::: TASK MATERIAL :::
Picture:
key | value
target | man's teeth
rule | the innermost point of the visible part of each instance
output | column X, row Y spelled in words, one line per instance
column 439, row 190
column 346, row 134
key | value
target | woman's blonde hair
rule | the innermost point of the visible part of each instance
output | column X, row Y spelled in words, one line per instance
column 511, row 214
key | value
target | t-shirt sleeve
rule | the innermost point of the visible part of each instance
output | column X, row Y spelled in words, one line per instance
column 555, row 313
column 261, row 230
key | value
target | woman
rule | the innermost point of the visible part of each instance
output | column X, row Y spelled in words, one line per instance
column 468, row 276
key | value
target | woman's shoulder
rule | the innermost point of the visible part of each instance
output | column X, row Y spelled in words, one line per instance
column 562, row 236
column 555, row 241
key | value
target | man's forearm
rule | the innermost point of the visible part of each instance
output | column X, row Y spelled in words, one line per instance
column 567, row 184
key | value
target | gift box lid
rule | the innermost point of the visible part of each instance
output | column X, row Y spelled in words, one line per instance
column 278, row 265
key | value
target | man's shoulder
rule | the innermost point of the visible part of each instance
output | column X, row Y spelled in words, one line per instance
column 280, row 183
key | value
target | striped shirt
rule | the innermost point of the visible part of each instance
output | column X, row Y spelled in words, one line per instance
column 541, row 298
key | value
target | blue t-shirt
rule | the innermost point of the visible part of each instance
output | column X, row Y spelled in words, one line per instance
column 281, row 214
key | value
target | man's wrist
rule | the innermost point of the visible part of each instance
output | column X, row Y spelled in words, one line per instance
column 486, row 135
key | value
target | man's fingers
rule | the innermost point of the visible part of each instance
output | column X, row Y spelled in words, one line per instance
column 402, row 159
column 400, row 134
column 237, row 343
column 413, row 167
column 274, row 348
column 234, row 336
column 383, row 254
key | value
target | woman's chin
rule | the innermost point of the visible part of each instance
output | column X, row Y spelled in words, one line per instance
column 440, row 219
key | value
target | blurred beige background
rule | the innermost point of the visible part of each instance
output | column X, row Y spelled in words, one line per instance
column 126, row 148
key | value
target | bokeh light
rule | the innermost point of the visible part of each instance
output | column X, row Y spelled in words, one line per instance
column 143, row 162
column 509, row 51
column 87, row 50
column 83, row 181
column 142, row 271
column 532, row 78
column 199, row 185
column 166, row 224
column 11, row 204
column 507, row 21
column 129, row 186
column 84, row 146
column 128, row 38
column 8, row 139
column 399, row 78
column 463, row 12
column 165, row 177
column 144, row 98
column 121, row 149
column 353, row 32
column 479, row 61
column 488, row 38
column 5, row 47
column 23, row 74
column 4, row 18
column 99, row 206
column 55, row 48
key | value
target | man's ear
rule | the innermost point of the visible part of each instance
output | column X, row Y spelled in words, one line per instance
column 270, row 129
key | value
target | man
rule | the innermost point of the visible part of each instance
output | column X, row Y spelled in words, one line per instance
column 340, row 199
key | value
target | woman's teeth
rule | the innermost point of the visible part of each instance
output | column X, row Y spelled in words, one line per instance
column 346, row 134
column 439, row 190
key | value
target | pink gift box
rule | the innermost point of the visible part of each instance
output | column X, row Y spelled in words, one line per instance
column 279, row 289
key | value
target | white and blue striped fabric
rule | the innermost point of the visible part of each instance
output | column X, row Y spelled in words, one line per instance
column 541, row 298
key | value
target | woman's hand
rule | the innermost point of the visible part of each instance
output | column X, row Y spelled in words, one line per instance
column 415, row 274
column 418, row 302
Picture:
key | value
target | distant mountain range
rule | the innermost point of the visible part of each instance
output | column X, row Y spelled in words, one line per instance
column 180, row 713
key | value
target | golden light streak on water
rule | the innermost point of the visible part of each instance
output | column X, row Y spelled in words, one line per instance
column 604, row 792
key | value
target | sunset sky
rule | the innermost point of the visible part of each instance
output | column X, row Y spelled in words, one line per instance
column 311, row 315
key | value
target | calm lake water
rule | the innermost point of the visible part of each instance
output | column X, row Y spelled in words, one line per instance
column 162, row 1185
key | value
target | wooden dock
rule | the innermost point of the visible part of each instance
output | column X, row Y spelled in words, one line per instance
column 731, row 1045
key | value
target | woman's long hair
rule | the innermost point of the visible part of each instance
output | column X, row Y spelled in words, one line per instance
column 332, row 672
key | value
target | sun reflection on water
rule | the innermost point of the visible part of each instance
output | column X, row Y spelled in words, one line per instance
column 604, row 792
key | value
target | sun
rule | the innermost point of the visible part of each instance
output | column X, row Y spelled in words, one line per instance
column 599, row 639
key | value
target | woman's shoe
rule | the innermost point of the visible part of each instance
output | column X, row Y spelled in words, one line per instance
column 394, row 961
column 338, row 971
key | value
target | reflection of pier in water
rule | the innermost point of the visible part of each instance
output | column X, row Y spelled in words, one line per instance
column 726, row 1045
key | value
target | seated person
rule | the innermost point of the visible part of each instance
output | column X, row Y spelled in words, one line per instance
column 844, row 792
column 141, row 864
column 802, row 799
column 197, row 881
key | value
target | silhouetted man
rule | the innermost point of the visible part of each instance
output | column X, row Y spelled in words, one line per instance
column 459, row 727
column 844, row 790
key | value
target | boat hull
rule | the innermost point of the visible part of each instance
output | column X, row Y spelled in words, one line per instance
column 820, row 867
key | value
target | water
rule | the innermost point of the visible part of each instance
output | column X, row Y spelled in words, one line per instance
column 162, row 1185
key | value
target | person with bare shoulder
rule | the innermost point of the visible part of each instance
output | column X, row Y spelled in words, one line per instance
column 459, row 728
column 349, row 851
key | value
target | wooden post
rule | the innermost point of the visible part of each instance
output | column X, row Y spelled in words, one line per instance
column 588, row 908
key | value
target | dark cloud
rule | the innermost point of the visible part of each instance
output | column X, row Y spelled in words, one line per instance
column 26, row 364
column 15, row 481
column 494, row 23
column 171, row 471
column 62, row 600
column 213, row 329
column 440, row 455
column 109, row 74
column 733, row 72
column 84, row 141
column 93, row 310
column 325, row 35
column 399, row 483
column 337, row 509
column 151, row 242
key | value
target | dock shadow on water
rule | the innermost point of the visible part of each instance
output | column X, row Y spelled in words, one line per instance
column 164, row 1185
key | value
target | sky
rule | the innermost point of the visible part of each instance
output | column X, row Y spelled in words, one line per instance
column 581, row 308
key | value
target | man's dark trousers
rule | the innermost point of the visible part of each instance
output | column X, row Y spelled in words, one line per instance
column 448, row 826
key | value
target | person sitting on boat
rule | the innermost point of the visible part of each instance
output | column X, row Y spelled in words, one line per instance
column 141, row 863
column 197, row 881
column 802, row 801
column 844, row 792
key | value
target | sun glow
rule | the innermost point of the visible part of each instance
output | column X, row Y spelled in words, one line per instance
:::
__WORK REQUIRED__: When a line of the data holds the string "woman", pick it out and copy it.

__RESULT FOR THIS TASK__:
target | woman's blonde hair
target | woman
target | woman's shoulder
target | woman's chin
target | woman's teeth
target | woman's hand
target | woman's long hair
target | woman's shoe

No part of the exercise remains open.